Goal of the exercise ▸
Write out the lines below once more, exactly as they appear. Do not include pictures.

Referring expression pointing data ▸

*** Block opens ***

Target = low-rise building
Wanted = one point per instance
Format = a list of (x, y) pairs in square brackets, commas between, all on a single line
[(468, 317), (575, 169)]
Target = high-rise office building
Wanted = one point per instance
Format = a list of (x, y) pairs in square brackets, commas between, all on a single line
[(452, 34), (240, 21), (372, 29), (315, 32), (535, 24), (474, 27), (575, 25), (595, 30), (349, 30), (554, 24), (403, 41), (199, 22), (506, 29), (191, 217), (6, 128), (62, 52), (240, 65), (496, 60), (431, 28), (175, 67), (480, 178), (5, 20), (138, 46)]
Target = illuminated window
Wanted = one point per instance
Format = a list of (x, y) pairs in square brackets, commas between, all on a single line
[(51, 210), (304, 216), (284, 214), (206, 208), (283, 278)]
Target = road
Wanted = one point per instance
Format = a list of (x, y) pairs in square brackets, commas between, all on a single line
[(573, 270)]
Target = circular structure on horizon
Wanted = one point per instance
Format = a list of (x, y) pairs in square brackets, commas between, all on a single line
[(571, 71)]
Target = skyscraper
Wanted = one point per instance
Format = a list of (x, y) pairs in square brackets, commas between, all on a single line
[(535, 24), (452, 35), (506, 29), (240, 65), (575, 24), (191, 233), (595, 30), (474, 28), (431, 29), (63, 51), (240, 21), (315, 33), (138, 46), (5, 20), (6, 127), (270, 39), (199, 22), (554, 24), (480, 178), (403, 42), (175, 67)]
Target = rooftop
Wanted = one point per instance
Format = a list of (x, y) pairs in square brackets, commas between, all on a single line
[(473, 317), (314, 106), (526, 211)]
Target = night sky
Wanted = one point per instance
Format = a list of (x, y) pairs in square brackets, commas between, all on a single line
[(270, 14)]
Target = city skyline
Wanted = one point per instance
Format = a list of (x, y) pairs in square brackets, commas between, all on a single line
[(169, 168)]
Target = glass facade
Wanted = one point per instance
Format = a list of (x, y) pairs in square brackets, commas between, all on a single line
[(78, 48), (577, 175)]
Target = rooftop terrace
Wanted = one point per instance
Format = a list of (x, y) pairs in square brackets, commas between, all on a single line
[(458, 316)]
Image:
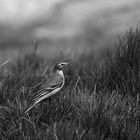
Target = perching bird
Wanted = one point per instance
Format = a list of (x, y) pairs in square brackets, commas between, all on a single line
[(53, 84)]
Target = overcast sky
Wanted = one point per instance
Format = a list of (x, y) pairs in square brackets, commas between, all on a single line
[(66, 16)]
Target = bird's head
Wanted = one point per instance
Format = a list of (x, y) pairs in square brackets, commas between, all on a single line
[(60, 66)]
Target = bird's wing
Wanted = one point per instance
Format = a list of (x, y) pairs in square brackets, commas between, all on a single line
[(53, 82)]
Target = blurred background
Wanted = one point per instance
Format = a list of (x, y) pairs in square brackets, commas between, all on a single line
[(63, 26)]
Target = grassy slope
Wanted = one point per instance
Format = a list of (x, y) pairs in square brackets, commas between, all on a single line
[(100, 99)]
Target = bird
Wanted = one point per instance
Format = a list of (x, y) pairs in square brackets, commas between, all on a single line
[(52, 85)]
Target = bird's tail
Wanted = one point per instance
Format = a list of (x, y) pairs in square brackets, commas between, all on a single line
[(30, 108)]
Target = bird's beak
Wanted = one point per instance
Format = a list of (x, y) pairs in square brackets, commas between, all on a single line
[(66, 63)]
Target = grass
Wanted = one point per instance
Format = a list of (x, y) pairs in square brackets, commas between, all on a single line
[(99, 101)]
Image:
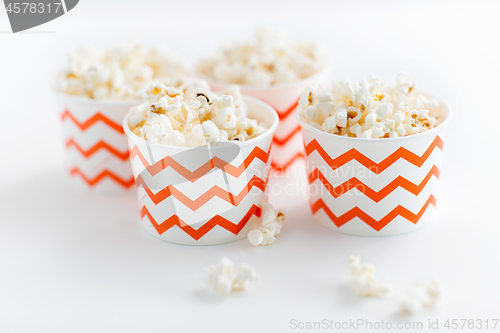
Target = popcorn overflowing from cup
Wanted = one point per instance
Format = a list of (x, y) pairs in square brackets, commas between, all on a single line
[(368, 109), (119, 73), (193, 117), (363, 280), (270, 225), (224, 277), (268, 59)]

*** Block closes ***

Exercise output ▸
Target = low-rise building
Wanted = one point per instance
Format = a list of (x, y) pairs in square brackets, commas between, all on a single line
[(468, 317), (575, 169)]
Target = high-rise office building
Wanted = one point per instance
Format = a list of (x, y) pairs in square brackets, commas between, all on a single line
[(452, 34), (240, 21), (372, 29), (315, 32), (535, 24), (474, 27), (575, 25), (595, 30), (349, 30), (554, 24), (403, 41), (199, 22), (506, 29), (191, 217), (6, 128), (62, 52), (240, 65), (496, 60), (431, 28), (175, 67), (480, 178), (5, 20), (138, 46)]
Target = illuminated window
Wanted = one point per instance
Format = a list of (x, y) pairs in square brackets, commas between, all on a single line
[(51, 210), (304, 216), (284, 214), (206, 208), (283, 278)]
Target = road
Wanted = one point per instance
Format = a list of (x, y) pairs in square brackets, commas between, all on a single line
[(573, 270)]
Target = circular structure on horizon
Wanted = one point per instance
Format = a list of (x, y) pairs in square brackets, commas between, all on a single line
[(571, 71)]
Target = skyscraper
Wanted = one point per instance
Format = a list of (x, y) pairs in square brackets, commas between, all on a single line
[(535, 24), (452, 35), (506, 29), (240, 65), (575, 24), (191, 233), (595, 30), (474, 28), (431, 29), (63, 51), (240, 21), (315, 33), (138, 46), (5, 20), (6, 127), (270, 39), (199, 22), (554, 24), (480, 178), (403, 42), (175, 67)]
Target = rooftop
Wanted = one point per instance
Format = a list of (x, y) pairs in square brackets, commas between, all on a single line
[(473, 317), (314, 106), (526, 211)]
Target = night sky
Wanted = one point per instance
Format = a list of (x, y) pairs in square brackets, commas between, all on a single line
[(270, 14)]
Target = city skyline
Wanted = one point per instance
Format = a list of (x, y) pairs in square brackets, commas between, all on a single line
[(169, 168)]
Target = glass facade
Wanted = one point per instance
Format = a list of (x, y) pairs in square brackets, commas between, all on a single line
[(78, 48), (577, 175)]
Target = rooftop terrace
Wanted = one point per instance
Format = a list of (x, y) pairs in square brackets, commas between, all on a single line
[(458, 316)]
Image:
Target = perching bird
Wanted = one point per instance
Format = a list of (x, y) pairs in square brackets, commas between, all on a single line
[(53, 84)]
Target = overcast sky
Wanted = one point per instance
Format = a list of (x, y) pairs in square brackets, commas between, all on a single line
[(66, 16)]
Target = bird's head
Wanted = one point per instance
Format = a list of (x, y) pairs in square brackets, commas between, all on a single line
[(60, 66)]
Target = bird's wing
Wanted = one point per instance
Format = a list of (x, y) pairs in square brackets, commas between, all on a single line
[(53, 82)]
Target = blurred background
Wanted = one point per instance
Format = a list of (x, y) pairs in square brackets, commas between, all on a single line
[(63, 26)]
Target = grassy slope
Wanted = one point per instance
Format = a list of (x, y) pairs in square brackets, commas between, all on a single line
[(100, 99)]
Target = bird
Wanted = one point per instance
Format = a list of (x, y) pairs in square brackets, commas between, all on a single line
[(52, 85)]
Target = bird's tail
Wanted = one point per instance
Format = a list of (x, y) pairs in square brackets, commas between, all on a single line
[(30, 108)]
Target = bird's beak
Wanted = one point per instance
Format = a list of (x, y) pairs in square brackets, commas between, all on a single line
[(66, 63)]
Target = grass
Wanted = one point per instance
Format = a list of (x, y) pairs in square brackets, commas between, all on a single line
[(99, 101)]
Image:
Target = popcorn overflowing from cup
Wanted = one point per instance
Format = a list of (x, y) pairs in square brackets, commas between, all on a single line
[(368, 109), (119, 73), (193, 117), (363, 280), (270, 225), (224, 277), (268, 59)]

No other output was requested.